→ **Given problem**
Rewrite the listing below as a numbered list, omitting any blank lines.

·····

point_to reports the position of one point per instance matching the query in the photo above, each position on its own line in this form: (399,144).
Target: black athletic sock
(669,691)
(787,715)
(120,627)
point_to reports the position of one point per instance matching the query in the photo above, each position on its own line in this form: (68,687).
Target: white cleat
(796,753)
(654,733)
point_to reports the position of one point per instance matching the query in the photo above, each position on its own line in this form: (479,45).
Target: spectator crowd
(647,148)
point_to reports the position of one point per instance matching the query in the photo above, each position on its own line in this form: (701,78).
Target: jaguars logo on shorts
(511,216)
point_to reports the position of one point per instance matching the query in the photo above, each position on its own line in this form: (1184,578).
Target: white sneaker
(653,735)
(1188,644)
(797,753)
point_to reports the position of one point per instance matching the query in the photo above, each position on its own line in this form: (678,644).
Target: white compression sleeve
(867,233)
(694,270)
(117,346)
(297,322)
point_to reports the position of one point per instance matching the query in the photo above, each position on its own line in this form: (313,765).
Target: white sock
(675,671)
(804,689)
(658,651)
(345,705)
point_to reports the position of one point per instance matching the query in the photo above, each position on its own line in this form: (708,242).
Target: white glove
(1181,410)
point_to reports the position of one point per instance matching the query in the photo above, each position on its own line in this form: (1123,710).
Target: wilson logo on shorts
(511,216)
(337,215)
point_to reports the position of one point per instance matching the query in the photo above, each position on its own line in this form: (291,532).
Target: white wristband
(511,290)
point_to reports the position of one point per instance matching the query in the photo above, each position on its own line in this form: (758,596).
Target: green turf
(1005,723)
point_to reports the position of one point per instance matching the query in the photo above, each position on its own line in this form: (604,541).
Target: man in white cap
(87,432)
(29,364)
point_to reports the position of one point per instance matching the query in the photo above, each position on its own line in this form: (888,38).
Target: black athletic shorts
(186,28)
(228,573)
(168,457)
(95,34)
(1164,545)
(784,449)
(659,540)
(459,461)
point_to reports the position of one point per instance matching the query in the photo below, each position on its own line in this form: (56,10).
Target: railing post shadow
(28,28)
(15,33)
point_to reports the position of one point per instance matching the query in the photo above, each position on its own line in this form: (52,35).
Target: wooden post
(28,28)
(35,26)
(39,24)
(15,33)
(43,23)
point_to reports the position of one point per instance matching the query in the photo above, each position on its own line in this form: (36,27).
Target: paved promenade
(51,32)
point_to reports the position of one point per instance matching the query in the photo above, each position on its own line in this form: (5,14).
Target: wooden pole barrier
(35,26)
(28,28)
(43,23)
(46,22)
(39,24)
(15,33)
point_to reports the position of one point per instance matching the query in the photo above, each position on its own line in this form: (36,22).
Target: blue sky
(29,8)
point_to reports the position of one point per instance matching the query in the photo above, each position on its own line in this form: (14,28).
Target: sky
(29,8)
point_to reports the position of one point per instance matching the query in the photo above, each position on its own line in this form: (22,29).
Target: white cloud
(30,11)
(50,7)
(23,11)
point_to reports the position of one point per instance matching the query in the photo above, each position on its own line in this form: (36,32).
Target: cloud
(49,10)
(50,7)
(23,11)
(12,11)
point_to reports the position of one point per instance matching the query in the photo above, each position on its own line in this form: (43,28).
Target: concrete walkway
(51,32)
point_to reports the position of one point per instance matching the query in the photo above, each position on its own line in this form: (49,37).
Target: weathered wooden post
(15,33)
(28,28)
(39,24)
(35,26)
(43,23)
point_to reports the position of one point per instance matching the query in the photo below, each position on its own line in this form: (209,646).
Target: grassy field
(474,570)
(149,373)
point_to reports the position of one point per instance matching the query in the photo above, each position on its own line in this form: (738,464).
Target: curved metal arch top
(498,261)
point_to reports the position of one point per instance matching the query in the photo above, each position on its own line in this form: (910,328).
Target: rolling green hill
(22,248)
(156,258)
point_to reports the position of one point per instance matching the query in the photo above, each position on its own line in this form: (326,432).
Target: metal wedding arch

·····

→ **Output of the exercise**
1. point_to reports the position of one point per instance matching the query in the photo above, each position on its own line in this form: (399,144).
2. Target: black athletic sock
3. (669,691)
4. (787,715)
5. (120,627)
6. point_to reports the position of one point per instance matching the query in the photo above, each position on its own line in this form: (68,687).
7. Target: white cleat
8. (796,753)
9. (654,733)
10. point_to reports the position of one point per instance matching the query in the photo above, each position on its own line in this form: (479,45).
11. Target: spectator crowd
12. (647,148)
13. point_to reports the position of one point per instance matching the query in the photo above, each position on its own line in this form: (701,78).
14. Target: jaguars logo on shorts
15. (511,216)
16. point_to reports the position of one point per instance matching the query in the photo above, each position on its own line in this form: (1184,578).
17. Target: white sneaker
18. (653,735)
19. (1188,644)
20. (797,753)
21. point_to reports the position of one point per instance matching the query in the photo above, each position on its own line in this form: (678,644).
22. Target: white compression sleeve
23. (867,233)
24. (694,270)
25. (117,346)
26. (297,322)
27. point_to reports the position of one point per instance matching the query in the photo above, each position on its own line in this form: (313,765).
28. Target: white sock
29. (675,671)
30. (804,689)
31. (658,651)
32. (345,705)
33. point_to reports the position of one point per instance matching the query in the photo above, each position on its own line in this form: (708,242).
34. Target: white glove
35. (1181,410)
36. point_to reports the position of one point per instance matching the query in the photo above, each position on its own line in this form: (1123,710).
37. Target: wilson logo on shorts
38. (511,216)
39. (337,215)
40. point_to reports the position of one point per instance matching the query in the photo above, each position on its own line in this form: (291,532).
41. Target: white wristband
42. (511,290)
43. point_to reports the position of one point per instance matching the query in the photo above, each position on its own line in this form: (758,596).
44. Target: green turf
45. (1005,723)
46. point_to reports the position of one point per instance matching the query in the photo above, each position on its own line in this form: (604,541).
47. Target: man in white cap
48. (87,432)
49. (29,364)
50. point_to reports the position of one point per instance matching the query in the photo above, each position on its own line in this form: (888,38).
51. Target: black athletic shorts
52. (186,28)
53. (228,573)
54. (168,457)
55. (95,34)
56. (1164,545)
57. (784,449)
58. (659,540)
59. (459,461)
60. point_to reports the position of one point per instance matching the query in the photo below, each position on its own line in this form: (56,10).
61. Target: railing post shadow
62. (28,28)
63. (15,33)
64. point_to reports the position of one point per instance matching the query in the photo above, each position on its own line in this form: (52,35).
65. Target: wooden post
66. (28,28)
67. (35,26)
68. (39,24)
69. (15,33)
70. (43,23)
71. point_to reports the position of one point per instance matching the query in the photo above, each position on its own line in this form: (36,27).
72. Target: paved promenade
73. (51,32)
74. point_to reports the position of one point per instance matching the query in the photo above, each position on its own line in this form: (5,14).
75. Target: wooden pole barrier
76. (35,26)
77. (28,28)
78. (43,23)
79. (46,22)
80. (39,24)
81. (15,33)
82. point_to reports the position of one point per instance matching the query in the photo above, each position on its own line in this form: (36,22).
83. Target: blue sky
84. (29,8)
85. point_to reports the position of one point per instance matching the query in the photo above, each position on its own line in this form: (14,28).
86. Target: sky
87. (29,8)
88. point_to reports the position of one point per instance matching the query in the photo above, each position on its own line in this form: (22,29).
89. Target: white cloud
90. (30,11)
91. (50,7)
92. (23,11)
93. point_to reports the position of one point per instance matching the query in the photo above, each position on its own line in this form: (36,32).
94. Target: cloud
95. (49,10)
96. (50,7)
97. (23,11)
98. (12,11)
99. point_to reports the position of one point per instance matching the query in the photo above, each position on its own line in this form: (43,28).
100. Target: concrete walkway
101. (51,32)
102. point_to reports the position of one point per instance matching the query in the photo above, each position on its own line in this form: (49,37).
103. Target: weathered wooden post
104. (15,33)
105. (28,28)
106. (39,24)
107. (35,26)
108. (43,23)
109. point_to reports the position of one point per instance matching the query in the photo below, each position on its own line in this form: (209,646).
110. Target: grassy field
111. (474,570)
112. (149,373)
113. point_to reports the position of one point per instance matching the query in the photo above, each position on its own line in this form: (738,464).
114. Target: curved metal arch top
115. (498,261)
116. point_to reports the position of one point per instance matching the query in the photo above, each position on its own line in this form: (910,328).
117. Target: rolling green hill
118. (22,248)
119. (156,258)
120. point_to reports the position of one point per instance matching the query in the photo above, each position on its own line in this form: (326,432).
121. Target: metal wedding arch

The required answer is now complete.